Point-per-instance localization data
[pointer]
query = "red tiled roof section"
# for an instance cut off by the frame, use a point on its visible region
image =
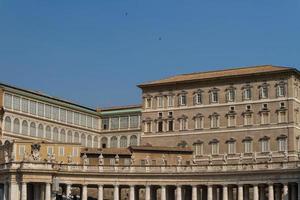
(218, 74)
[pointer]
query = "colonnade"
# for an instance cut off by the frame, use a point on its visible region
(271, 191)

==

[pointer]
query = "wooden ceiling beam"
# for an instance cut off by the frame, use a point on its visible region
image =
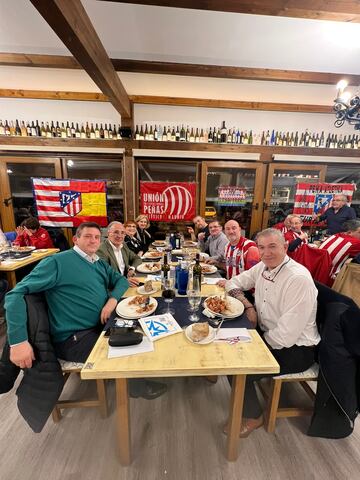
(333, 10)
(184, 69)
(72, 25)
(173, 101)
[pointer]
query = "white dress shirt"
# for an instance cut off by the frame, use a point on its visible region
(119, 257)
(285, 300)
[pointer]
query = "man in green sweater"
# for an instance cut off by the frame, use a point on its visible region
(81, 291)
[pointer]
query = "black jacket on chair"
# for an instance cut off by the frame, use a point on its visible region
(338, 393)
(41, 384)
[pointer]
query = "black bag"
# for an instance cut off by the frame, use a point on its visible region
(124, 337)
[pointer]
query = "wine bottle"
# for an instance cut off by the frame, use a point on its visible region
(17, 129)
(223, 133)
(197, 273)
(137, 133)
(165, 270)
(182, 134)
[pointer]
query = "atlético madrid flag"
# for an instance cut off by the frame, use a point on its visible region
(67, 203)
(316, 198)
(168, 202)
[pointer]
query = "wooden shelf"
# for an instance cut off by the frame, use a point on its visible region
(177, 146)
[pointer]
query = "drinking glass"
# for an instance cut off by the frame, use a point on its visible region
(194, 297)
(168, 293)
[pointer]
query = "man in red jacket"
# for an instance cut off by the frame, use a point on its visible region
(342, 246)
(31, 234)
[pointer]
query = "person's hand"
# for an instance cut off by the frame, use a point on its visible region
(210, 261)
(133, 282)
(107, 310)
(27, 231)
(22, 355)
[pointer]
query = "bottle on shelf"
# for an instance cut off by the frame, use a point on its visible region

_What you have to do_: Nothing but a number belongs in the answer, namely how many lines above include "black".

_Solution to this exercise_: 2